* Requirements
Make an exact copy of the entries, and keep any pictures out of it.

* Dataset excerpts
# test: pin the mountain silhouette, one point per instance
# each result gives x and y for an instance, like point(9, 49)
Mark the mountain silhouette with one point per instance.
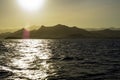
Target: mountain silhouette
point(61, 32)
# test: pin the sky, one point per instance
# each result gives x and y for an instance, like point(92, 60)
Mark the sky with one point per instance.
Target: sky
point(81, 13)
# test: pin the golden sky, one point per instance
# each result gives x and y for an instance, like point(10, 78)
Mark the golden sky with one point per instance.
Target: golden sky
point(81, 13)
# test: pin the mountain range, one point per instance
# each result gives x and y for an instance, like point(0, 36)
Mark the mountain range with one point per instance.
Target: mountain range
point(61, 32)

* Expected output
# test: pin the mountain silhouette, one point per instance
# each result gives x and y for an instance, like point(9, 49)
Mark the mountain silhouette with one point per instance.
Target: mountain silhouette
point(61, 32)
# test: pin the sky, one point per instance
# each result gives x and y for an instance, like point(92, 60)
Mark the sky with one point per instance.
Target: sky
point(81, 13)
# test: pin the golden sky, one point per instance
# each result gives x and y for an instance, like point(10, 78)
Mark the golden sky with one point per instance.
Target: golden sky
point(81, 13)
# test: pin the mountain range, one point per instance
# each result gives x and y for an instance, like point(0, 36)
Mark the mountain range with one point per instance.
Target: mountain range
point(61, 32)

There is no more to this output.